Dostarczony fragment.
☆ ☆ ☆ ☆ ☆
To święto jest o tych, którzy zachowali się jak trzeba w roku 1980, a o których państwo polskie na wiele lat i na wiele dekad zapomniało - mówił prezydent Karol Nawrocki w niedzielę w Sali BHP Stoczni Gdańskiej, gdzie pojawił się także były prezydent Andrzej Duda. Nawrocki mówił m.in. o roli Lecha Wałęsy.
Podczas obchodów 45. rocznicy podpisania Porozumień Sierpniowych i powstania NSZZ "Solidarność" w Sali BHP Stoczni Gdańskiej Nawrocki powiedział, że to święto jest o tych, "którzy zachowali się jak trzeba w roku 1980, a o których państwo polskie na wiele lat i na wiele dekad zapomniało".
Jak dodał prezydent, to święto tych, którzy nie usłyszeli nigdy od Polski słów: "dziękuję za to, że w sierpniu byłeś w Stoczni Gdańskiej, w Stoczni Szczecińskiej i w całej Polsce, po to, aby walczyć o naszą wolność i niepodległość". Ja mogę żyć w wolnej Polsce dzięki wam i chcę wam za to podziękować, bohaterowie Solidarności - powiedział prezydent.
☆ ☆ ☆ ☆ ☆
Materiał do opracowania.
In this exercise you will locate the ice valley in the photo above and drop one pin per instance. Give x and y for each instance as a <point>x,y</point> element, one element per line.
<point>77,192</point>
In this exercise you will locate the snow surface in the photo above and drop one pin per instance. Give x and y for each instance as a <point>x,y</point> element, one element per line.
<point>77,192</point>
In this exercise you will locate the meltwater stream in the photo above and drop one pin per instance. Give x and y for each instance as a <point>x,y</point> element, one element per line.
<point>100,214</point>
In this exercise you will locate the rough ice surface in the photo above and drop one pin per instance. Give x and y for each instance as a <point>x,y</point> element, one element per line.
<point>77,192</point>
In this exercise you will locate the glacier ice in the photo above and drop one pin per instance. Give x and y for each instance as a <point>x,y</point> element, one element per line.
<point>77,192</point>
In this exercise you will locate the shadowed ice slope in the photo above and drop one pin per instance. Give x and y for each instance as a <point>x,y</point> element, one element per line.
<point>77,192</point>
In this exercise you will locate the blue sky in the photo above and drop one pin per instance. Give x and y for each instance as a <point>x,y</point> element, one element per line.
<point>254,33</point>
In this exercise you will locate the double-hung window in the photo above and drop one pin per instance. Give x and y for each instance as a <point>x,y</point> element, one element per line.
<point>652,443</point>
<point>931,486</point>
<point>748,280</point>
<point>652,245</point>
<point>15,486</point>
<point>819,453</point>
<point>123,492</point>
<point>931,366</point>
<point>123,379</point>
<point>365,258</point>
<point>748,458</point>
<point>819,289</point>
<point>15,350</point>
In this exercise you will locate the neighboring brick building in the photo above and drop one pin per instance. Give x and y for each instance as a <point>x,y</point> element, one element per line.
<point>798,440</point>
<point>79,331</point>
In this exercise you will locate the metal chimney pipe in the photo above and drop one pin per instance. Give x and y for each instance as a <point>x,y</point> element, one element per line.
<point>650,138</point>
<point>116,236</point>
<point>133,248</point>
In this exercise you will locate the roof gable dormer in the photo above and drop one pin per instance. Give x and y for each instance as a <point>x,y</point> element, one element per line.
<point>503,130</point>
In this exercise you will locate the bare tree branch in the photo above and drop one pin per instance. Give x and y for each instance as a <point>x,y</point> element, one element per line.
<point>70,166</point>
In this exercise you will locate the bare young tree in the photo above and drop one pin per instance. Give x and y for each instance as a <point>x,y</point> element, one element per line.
☆ ☆ ☆ ☆ ☆
Zadania do wykonania.
1) Wymień wszystkie osoby, które fragment przywołuje z imienia i nazwiska.
2) Zapisz jako listę JSON ciągów znaków, po jednym na każdy wiersz i bez pustych wierszy, tę część wpisów, która zaczyna się od ich pierwszego wiersza, a kończy na wierszu zawierającym "<point>254,33</point>", włącznie z nim.
Wpisy nie mają żadnego związku z fragmentem.

Pełne odpowiedzi.
1) Karol Nawrocki, Andrzej Duda, Lech Wałęsa

2)
[
  "In this exercise you will locate the ice valley in the photo above and drop one pin per instance. Give x and y for each instance as a <point>x,y</point> element, one element per line.",
  "<point>77,192</point>",
  "In this exercise you will locate the snow surface in the photo above and drop one pin per instance. Give x and y for each instance as a <point>x,y</point> element, one element per line.",
  "<point>77,192</point>",
  "In this exercise you will locate the meltwater stream in the photo above and drop one pin per instance. Give x and y for each instance as a <point>x,y</point> element, one element per line.",
  "<point>100,214</point>",
  "In this exercise you will locate the rough ice surface in the photo above and drop one pin per instance. Give x and y for each instance as a <point>x,y</point> element, one element per line.",
  "<point>77,192</point>",
  "In this exercise you will locate the glacier ice in the photo above and drop one pin per instance. Give x and y for each instance as a <point>x,y</point> element, one element per line.",
  "<point>77,192</point>",
  "In this exercise you will locate the shadowed ice slope in the photo above and drop one pin per instance. Give x and y for each instance as a <point>x,y</point> element, one element per line.",
  "<point>77,192</point>",
  "In this exercise you will locate the blue sky in the photo above and drop one pin per instance. Give x and y for each instance as a <point>x,y</point> element, one element per line.",
  "<point>254,33</point>"
]